EXERCISE BRIEF: Replace "van roof" with "truck roof" in everything from the line containing "Where can you see the van" down to the end of these lines, and write those lines out again with nothing else changed.

PROVIDED RECORDS:

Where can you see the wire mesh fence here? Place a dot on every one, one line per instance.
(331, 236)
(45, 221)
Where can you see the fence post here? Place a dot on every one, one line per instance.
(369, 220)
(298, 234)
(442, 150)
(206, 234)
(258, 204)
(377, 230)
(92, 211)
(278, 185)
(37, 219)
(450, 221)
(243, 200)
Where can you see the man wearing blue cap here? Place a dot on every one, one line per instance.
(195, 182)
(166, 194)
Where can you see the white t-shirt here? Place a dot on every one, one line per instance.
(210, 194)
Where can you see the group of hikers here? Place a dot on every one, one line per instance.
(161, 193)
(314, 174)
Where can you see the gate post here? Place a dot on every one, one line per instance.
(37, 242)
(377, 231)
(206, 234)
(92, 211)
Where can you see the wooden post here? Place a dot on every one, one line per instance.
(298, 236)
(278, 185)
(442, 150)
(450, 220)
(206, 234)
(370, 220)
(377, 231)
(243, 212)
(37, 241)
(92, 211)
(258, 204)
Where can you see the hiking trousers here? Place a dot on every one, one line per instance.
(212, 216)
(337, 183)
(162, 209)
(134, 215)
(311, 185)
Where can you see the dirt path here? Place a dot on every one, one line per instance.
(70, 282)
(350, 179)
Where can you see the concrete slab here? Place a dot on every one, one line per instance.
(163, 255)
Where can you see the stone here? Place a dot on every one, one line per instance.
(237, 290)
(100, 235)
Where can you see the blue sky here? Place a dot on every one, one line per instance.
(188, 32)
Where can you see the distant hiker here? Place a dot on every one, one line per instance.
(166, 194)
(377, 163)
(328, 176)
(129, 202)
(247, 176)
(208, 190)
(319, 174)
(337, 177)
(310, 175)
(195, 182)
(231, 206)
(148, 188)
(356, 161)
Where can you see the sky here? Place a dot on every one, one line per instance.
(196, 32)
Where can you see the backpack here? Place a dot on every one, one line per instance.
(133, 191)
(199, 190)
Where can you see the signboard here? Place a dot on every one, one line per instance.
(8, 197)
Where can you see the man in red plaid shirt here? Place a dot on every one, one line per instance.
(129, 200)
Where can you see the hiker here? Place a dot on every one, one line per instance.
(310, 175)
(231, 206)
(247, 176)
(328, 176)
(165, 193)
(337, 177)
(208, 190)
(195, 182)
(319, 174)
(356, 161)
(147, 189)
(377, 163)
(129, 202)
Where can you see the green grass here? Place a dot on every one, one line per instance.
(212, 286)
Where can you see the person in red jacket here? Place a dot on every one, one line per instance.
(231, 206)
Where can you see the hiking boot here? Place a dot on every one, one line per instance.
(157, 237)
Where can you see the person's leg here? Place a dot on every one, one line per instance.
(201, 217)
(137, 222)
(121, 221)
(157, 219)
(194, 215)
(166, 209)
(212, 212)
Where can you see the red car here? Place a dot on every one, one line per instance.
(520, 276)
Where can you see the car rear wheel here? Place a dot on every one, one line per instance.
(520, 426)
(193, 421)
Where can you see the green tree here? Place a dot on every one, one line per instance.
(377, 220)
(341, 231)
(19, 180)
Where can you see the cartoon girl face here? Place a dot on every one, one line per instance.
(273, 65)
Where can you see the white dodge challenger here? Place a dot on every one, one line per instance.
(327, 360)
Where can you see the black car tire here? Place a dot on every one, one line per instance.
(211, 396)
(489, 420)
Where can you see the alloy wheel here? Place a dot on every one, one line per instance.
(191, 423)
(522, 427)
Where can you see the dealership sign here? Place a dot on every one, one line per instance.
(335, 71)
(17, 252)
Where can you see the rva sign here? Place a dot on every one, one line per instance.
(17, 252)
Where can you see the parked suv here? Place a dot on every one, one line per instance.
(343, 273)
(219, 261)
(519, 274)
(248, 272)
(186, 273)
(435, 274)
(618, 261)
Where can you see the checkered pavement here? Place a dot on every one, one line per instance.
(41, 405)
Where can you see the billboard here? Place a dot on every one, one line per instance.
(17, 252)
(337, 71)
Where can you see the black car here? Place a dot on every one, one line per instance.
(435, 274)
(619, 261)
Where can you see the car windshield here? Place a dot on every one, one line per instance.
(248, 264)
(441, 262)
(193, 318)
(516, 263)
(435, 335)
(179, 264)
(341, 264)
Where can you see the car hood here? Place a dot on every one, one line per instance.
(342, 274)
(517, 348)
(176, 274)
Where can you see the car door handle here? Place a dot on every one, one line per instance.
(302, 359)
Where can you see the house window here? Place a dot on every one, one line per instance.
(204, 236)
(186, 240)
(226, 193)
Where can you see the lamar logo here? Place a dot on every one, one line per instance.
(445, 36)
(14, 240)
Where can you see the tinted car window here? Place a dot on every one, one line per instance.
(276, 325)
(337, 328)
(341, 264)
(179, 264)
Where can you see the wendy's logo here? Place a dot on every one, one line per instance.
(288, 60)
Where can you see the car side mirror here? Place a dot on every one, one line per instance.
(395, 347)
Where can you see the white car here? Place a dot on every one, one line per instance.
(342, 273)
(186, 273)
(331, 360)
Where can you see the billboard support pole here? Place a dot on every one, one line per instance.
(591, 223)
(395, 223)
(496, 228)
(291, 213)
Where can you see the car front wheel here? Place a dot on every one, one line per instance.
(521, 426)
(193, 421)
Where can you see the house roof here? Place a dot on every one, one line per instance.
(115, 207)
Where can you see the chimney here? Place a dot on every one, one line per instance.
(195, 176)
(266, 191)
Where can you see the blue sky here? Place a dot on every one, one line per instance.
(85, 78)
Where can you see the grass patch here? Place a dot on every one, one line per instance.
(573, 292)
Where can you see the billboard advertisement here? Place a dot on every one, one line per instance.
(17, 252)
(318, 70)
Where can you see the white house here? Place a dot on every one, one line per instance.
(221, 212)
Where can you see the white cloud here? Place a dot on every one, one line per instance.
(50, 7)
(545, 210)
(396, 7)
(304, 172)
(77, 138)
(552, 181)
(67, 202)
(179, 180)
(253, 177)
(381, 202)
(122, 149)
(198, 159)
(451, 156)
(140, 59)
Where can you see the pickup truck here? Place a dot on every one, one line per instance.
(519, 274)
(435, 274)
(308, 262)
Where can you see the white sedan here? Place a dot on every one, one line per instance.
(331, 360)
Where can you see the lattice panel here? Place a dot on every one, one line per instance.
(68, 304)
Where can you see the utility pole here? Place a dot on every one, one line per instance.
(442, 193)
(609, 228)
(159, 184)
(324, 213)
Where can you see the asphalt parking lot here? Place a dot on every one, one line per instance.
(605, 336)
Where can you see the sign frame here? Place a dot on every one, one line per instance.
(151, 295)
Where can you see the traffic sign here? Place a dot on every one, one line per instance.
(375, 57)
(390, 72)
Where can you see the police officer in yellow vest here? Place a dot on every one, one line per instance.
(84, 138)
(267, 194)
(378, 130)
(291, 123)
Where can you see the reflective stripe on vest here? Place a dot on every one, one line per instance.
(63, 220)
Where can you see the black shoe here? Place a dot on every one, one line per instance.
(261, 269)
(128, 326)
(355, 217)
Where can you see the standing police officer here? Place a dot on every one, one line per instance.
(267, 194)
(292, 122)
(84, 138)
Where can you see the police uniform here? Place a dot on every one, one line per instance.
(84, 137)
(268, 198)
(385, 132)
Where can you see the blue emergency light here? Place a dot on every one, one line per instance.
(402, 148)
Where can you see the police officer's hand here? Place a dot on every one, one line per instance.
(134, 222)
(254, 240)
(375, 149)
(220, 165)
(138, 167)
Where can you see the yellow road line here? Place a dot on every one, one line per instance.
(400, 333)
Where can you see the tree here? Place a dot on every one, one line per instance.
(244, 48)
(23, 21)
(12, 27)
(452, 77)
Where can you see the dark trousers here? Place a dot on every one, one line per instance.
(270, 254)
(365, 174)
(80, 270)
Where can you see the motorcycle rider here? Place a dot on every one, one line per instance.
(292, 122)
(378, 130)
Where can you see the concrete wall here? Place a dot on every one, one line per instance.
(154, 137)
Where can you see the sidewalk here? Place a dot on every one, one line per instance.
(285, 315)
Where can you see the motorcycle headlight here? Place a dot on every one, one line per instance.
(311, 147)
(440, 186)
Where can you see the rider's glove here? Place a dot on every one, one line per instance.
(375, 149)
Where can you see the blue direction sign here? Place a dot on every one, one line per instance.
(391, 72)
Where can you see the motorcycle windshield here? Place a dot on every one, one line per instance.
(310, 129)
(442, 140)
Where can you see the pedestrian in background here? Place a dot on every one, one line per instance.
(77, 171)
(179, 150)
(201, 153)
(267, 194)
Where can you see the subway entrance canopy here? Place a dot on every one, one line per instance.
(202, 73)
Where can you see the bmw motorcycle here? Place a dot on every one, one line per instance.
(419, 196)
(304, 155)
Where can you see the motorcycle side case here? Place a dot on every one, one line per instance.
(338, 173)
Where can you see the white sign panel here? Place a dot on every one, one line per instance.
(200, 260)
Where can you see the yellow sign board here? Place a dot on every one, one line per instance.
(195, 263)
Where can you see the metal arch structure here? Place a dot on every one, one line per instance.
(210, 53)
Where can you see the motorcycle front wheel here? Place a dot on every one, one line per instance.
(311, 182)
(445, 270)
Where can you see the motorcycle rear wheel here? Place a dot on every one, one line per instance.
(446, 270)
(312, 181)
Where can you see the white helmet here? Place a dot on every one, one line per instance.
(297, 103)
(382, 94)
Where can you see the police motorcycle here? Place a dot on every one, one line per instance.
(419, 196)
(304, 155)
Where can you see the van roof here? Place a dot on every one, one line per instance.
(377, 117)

IN RESPONSE:
Where can you see the truck roof here? Place a dot on every one, one line per instance.
(377, 117)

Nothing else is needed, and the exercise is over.